Quoted passage:

On June 19, 1964, when the parties separated, wife and the two minor children left the family residence at South Lake Tahoe and moved to Sacramento; husband later moved to the State of Nevada.

On January 22, 1965, husband filed a complaint in a Nevada state court to obtain a divorce from his wife. The complaint, among other things, alleged that husband and wife had purchased a 240-acre parcel of land in Douglas County in 1960 (i.e., the Hansen Parcel), and that they held title to the land as community property. In reality, the couple purchased the property as joint tenants, and before serving a copy of the complaint on wife, husband's lawyer deleted the words "community property" from the copy and inserted in lieu thereof the words "joint tenants;" the original complaint never was corrected.

On February 25, 1965, the Nevada court entered judgment granting husband a divorce from wife; although the court found that the 240 acres of property in Douglas County was community property, it awarded all of the property to husband. It is this judgment that the Superior Court of Sacramento County declared invalid.

At the conclusion of the trial in the present case, the court entered an interlocutory judgment dissolving the parties' marriage which contained numerous other judicial determinations. First, the judgment declared the Nevada divorce decree obtained by husband void and not entitled to full faith and credit in California; awarded joint legal custody of the minor children to the parties, with the physical custody of the girl, Hettie, going to husband, and the physical custody of the boy, Wayne, going to wife; and ordered husband to pay wife the sum of $200 a month toward the support of the minor child, Wayne. [68 Cal. App. 3d 734]

Second, the judgment delineated with particularity each item of property the court determined was community property of the marriage. However, because one of the corporations the court found to be community property was involved in a lawsuit with a third party over a leasing agreement, and because the resolution of the lawsuit could substantially affect the value of the stock of that corporation, the court did not fix the value of the stock or any other community property asset; nor did the court divide any of the community property between the parties. Instead, the court reserved jurisdiction to fix the value of the respective community property assets and to divide the community property at a later date, pursuant to the authority of subdivision (a) of section 4800 of the Civil Code.

Data shown:
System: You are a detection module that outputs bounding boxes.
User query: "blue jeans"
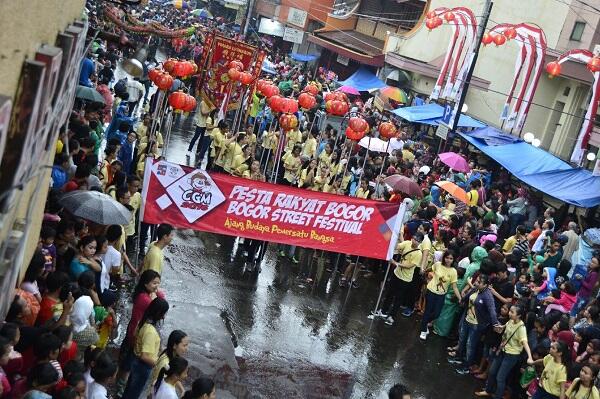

Your objective:
Repeat the court opinion excerpt word for word, between "Second, the judgment" and "the Civil Code.", inclusive.

Correct result:
Second, the judgment delineated with particularity each item of property the court determined was community property of the marriage. However, because one of the corporations the court found to be community property was involved in a lawsuit with a third party over a leasing agreement, and because the resolution of the lawsuit could substantially affect the value of the stock of that corporation, the court did not fix the value of the stock or any other community property asset; nor did the court divide any of the community property between the parties. Instead, the court reserved jurisdiction to fix the value of the respective community property assets and to divide the community property at a later date, pursuant to the authority of subdivision (a) of section 4800 of the Civil Code.